#### Document section:
■ ■ ■ ■

By
Miriam Kreinin SouccarBigger Fees, Smaller Incentives Threaten Boom
At least seven feature films, including Sex and the City 2 and Wall Street 2, and 16 television shows are shooting in New York right now. But the city's lucrative production business could soon end up on the cutting room floor.
The film industry, which has enjoyed record growth since the state started its tax incentive plan five years ago, is being hit with a number of new obstacles that could wreck the business and send longtime hits like Law & Order packing to cheaper locales.
The latest shock to the industry is a plan by the city to charge the largest fees in the nation for filming in its buildings.
The Mayor's film office is also drawing up plans to charge for its famous free permits.
Even more troubling, the city's tax incentive program is out of money and in the process of being scaled back, and the state is in negotiations over whether to renew its tax incentives.
The quadruple whammy is pushing the production industry into its most precarious time since the dark days of the early '90s, when Hollywood boycotted New York and nothing was shot here at all.
“The message we're being given is that 'New York is no longer a production-friendly place,' ” says Richard Brick, a New York-based producer and former film commissioner under Mayor David Dinkins.

■ ■ ■ ■

Dataset entries:
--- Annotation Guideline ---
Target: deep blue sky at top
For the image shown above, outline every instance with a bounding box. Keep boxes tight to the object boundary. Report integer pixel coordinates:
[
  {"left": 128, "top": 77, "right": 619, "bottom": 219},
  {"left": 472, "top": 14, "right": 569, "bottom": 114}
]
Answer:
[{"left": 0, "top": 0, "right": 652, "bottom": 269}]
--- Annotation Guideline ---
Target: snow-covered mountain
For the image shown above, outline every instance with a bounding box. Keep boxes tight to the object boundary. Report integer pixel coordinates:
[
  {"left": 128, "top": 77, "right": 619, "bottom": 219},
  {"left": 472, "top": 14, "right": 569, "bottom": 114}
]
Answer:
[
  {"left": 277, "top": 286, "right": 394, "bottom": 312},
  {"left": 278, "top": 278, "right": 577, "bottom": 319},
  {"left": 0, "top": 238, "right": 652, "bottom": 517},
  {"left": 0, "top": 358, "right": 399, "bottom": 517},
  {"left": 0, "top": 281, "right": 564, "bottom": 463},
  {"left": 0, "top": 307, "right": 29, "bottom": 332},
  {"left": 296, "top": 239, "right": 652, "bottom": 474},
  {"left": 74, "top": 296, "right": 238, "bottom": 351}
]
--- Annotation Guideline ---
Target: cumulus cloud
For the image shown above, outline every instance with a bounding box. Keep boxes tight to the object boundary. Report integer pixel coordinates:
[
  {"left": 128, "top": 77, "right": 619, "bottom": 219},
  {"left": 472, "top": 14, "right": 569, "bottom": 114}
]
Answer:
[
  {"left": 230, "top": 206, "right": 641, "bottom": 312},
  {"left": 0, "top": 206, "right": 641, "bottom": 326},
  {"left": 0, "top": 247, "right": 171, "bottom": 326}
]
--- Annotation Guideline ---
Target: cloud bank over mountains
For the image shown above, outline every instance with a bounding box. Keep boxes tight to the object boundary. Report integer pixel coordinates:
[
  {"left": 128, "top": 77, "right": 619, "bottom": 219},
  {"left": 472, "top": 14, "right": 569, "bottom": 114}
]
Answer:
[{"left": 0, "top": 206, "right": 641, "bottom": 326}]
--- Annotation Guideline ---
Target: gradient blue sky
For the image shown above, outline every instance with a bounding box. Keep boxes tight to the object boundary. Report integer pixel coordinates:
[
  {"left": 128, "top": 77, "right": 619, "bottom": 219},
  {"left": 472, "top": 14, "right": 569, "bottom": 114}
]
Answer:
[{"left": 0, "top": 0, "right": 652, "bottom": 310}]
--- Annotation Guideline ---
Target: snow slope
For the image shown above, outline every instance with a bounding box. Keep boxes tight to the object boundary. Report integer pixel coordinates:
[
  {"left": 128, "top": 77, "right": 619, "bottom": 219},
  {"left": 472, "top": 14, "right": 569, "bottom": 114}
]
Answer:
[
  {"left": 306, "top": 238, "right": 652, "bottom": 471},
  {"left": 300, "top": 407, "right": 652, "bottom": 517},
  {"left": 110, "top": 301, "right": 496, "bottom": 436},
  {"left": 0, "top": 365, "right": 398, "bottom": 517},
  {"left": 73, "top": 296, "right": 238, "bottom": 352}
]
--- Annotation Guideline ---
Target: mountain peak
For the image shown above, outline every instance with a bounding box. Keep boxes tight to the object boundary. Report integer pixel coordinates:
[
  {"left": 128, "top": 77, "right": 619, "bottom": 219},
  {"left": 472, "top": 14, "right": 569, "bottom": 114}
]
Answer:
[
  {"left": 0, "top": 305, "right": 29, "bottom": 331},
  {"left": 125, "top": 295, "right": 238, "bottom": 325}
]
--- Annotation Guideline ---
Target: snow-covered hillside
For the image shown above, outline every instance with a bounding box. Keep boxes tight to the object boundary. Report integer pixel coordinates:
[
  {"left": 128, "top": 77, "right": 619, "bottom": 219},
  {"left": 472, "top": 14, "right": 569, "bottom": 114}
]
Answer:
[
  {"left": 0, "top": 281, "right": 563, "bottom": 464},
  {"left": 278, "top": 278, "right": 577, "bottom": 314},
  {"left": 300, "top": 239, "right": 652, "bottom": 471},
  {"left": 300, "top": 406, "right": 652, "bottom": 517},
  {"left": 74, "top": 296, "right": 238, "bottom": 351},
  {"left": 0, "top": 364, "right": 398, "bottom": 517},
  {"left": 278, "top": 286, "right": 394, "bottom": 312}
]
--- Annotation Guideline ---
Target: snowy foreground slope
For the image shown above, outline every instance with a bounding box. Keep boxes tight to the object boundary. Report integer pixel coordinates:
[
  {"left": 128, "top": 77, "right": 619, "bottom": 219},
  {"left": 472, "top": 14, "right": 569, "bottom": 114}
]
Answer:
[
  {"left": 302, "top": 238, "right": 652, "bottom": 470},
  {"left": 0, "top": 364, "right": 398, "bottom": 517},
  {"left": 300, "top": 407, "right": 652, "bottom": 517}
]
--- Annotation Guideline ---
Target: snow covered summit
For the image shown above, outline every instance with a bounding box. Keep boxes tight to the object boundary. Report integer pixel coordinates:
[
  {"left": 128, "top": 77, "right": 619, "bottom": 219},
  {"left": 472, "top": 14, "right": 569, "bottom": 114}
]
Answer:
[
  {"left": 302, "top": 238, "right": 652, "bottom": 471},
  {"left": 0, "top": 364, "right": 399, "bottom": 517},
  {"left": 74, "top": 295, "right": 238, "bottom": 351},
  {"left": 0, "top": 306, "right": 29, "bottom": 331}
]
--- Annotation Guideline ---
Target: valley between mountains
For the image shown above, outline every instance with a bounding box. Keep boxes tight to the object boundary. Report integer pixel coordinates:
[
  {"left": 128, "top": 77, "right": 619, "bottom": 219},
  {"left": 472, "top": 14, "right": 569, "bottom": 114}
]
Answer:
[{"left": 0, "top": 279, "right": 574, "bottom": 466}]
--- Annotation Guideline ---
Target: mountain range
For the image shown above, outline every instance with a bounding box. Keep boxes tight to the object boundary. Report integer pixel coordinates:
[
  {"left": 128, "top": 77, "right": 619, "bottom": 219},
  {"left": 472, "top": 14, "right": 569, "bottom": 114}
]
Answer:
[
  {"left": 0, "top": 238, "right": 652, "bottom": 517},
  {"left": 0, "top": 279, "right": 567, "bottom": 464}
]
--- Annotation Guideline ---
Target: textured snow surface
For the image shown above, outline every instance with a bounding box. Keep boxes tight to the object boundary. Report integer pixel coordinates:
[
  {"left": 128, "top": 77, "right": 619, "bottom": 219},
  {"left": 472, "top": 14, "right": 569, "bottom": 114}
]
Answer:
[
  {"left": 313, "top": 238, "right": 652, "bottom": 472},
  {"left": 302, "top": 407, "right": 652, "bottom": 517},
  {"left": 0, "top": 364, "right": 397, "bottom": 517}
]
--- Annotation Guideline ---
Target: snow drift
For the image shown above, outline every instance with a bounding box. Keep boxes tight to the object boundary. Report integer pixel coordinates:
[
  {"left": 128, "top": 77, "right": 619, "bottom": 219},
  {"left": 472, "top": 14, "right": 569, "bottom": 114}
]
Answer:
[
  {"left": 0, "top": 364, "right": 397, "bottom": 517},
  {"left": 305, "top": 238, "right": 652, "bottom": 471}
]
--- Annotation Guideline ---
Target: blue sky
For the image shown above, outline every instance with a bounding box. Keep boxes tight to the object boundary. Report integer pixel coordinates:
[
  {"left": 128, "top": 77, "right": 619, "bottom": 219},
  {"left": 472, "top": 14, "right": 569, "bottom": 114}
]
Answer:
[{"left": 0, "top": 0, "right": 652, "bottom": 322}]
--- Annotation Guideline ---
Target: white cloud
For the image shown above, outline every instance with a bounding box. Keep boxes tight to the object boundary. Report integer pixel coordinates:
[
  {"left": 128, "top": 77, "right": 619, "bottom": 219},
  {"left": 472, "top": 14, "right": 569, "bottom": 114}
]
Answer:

■ ■ ■ ■

#### Written request 1:
Answer these questions using the article on New York film production:
(a) How many television shows does the article say are shooting in New York right now?
(b) How long ago did the state start its tax incentive plan?
(c) What post did Richard Brick once hold, and under which mayor?
#### Written request 2:
Return the part of the article on New York film production that opens with the words containing "The film industry, which" and closes with "here at all.".

#### Task answer 1:
(a) 16
(b) Five years ago
(c) Film commissioner, under Mayor David Dinkins

#### Task answer 2:
The film industry, which has enjoyed record growth since the state started its tax incentive plan five years ago, is being hit with a number of new obstacles that could wreck the business and send longtime hits like Law & Order packing to cheaper locales.
The latest shock to the industry is a plan by the city to charge the largest fees in the nation for filming in its buildings.
The Mayor's film office is also drawing up plans to charge for its famous free permits.
Even more troubling, the city's tax incentive program is out of money and in the process of being scaled back, and the state is in negotiations over whether to renew its tax incentives.
The quadruple whammy is pushing the production industry into its most precarious time since the dark days of the early '90s, when Hollywood boycotted New York and nothing was shot here at all.